## BEGIN
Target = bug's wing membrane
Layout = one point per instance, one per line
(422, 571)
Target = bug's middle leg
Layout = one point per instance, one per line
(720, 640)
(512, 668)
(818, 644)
## END
■ **YOUR TASK**
Please rewrite the data above with every "bug's" changed to "insect's" and nothing else altered.

■ **THE REPLY**
Target = insect's wing membrane
Layout = one point per instance, one per line
(422, 571)
Target = insect's middle leg
Layout = one point per instance, one per line
(720, 640)
(512, 668)
(818, 644)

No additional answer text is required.